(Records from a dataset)

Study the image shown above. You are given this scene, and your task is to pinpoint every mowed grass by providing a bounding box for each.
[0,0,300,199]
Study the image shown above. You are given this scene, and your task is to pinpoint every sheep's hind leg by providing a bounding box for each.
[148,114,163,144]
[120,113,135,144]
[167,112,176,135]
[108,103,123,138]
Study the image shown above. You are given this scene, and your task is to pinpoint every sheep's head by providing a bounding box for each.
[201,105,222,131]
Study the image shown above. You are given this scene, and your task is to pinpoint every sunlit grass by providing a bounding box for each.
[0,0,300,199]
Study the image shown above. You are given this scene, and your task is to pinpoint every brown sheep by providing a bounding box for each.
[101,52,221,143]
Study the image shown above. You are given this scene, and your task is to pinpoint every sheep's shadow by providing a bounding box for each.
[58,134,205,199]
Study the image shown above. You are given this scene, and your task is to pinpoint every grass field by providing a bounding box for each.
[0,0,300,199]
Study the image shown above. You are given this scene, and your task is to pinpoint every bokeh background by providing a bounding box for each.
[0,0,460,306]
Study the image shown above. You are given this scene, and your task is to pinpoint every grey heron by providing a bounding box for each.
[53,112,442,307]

JOB: Please duplicate the lines of the entries from the one holding "head by providing a bounding box for each." through the one holding "[58,134,205,199]", inclusive, copying each line unchanged.

EXERCISE RESPONSE:
Study the image shown above. You are given this scene, and your task is to pinpoint every sheep's head by providing a bounding box for each.
[201,105,222,131]
Study the image shown above. You are given this scene, and your task is to pinpoint every sunlit grass by providing a bounding box for each.
[0,0,300,199]
Study the image shown above. You are given this scene, and your task is to pinpoint every brown sheep by providing a bounding box for each.
[101,52,221,143]
Study the image shown above. You are given this scene, and your task is to pinpoint every sheep's shadow by providing a bounding box for each.
[58,134,205,199]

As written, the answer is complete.